## Exercise task
From the items below, pull out the stretch from the line containing "Pin every instance of the parked" through the last line of the items, both ends included, and reproduce it word for word.

━━━ Record set ━━━

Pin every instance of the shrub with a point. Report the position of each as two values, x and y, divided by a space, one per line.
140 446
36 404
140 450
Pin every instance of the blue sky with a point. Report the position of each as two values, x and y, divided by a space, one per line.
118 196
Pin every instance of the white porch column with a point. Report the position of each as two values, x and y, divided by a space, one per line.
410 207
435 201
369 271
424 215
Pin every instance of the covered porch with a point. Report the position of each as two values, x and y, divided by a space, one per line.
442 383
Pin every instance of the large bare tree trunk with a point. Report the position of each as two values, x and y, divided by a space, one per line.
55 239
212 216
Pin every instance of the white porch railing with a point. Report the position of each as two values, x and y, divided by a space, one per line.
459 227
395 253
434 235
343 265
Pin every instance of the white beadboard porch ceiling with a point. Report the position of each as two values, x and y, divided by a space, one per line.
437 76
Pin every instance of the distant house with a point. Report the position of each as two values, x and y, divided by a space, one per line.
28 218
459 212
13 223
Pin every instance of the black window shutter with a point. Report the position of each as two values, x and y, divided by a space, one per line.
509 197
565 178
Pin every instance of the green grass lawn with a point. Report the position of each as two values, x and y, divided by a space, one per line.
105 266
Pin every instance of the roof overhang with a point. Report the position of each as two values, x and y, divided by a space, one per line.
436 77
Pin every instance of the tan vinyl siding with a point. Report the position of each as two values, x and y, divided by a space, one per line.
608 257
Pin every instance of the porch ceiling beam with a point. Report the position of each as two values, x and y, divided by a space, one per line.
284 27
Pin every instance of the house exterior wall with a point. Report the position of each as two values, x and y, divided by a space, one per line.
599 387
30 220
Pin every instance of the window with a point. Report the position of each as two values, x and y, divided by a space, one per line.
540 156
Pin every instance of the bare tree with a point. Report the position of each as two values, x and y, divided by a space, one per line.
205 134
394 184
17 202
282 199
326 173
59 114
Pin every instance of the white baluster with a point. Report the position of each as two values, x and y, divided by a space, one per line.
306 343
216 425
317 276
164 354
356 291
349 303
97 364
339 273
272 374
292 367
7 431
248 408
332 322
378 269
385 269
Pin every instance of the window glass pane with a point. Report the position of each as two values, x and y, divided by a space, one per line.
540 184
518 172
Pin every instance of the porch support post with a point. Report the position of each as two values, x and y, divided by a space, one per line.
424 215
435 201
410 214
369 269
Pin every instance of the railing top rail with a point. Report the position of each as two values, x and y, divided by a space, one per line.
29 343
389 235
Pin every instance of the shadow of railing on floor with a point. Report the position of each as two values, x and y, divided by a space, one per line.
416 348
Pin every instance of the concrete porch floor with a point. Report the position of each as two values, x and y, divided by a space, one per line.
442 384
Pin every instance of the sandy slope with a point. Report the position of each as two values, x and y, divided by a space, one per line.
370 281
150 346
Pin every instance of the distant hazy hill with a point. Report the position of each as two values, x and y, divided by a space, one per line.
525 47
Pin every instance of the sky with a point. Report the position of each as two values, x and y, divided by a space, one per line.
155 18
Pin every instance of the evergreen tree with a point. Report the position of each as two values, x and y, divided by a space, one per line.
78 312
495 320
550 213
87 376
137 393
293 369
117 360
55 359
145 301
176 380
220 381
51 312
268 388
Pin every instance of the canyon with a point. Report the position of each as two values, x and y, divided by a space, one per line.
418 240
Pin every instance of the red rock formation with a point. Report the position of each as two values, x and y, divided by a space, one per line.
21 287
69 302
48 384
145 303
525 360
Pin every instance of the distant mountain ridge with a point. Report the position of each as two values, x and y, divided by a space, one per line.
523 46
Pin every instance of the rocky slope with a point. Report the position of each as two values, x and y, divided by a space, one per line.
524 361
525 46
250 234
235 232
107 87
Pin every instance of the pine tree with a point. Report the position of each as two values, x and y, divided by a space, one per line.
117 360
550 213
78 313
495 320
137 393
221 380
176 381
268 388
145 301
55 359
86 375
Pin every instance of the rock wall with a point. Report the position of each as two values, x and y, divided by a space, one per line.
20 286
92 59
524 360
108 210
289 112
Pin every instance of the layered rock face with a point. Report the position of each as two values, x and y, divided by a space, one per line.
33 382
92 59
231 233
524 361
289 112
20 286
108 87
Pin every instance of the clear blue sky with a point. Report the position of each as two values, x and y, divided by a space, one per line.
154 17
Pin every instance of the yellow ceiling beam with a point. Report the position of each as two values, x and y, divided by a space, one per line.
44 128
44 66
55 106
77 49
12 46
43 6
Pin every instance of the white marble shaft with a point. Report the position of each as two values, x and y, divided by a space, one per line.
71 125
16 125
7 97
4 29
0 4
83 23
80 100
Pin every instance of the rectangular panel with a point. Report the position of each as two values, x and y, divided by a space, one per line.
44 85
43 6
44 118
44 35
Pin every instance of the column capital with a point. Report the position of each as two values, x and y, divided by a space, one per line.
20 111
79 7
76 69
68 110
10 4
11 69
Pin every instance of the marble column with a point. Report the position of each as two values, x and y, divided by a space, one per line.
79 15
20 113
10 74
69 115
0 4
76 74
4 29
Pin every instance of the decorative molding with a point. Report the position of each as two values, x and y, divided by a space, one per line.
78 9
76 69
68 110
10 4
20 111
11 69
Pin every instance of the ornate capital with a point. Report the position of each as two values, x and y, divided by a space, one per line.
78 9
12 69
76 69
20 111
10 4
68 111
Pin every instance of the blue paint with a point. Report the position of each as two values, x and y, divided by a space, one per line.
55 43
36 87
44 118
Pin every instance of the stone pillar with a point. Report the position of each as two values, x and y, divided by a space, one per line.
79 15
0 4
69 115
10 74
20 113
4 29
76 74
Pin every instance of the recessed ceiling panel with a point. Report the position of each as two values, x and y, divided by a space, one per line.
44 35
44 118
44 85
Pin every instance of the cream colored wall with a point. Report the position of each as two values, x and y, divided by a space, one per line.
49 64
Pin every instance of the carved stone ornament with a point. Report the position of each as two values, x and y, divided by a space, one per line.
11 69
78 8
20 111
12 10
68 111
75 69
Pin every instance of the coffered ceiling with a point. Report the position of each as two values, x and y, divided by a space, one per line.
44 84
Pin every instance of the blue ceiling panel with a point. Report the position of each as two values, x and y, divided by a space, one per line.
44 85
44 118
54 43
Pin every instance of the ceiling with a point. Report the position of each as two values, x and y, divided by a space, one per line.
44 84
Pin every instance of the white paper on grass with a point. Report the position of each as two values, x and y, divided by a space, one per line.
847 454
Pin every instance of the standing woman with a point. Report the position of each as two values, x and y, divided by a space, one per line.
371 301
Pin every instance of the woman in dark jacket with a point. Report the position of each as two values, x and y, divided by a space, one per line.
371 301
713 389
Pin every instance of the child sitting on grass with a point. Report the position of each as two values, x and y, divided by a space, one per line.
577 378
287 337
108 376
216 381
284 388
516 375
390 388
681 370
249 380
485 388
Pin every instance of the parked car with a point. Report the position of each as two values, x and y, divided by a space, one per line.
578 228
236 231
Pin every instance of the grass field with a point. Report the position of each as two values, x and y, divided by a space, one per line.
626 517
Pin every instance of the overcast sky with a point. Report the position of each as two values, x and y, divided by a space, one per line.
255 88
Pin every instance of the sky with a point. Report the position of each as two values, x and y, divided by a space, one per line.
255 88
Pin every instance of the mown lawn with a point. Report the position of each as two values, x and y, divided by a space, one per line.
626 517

━━━

## Reply to the task
Pin every instance of the parked car with a point. Report the position of each as two values, x and y, divided by a space, one per line.
578 228
236 231
Pin every instance of the grass field with a point. Report the position of each as two values, x and y, divided by a space, one per line.
626 517
Pin every instance of the overcast sky with a point. Report the position of each as two values, x and y, divided by a space, one per line.
255 88
Pin every instance of the sky with a point. Report the position of each as two values, x and y, divided by a space, one per line.
255 88
Pin every instance of the mown lawn with a point. Report the position of each as two values, x and y, divided by a space, one per line.
626 517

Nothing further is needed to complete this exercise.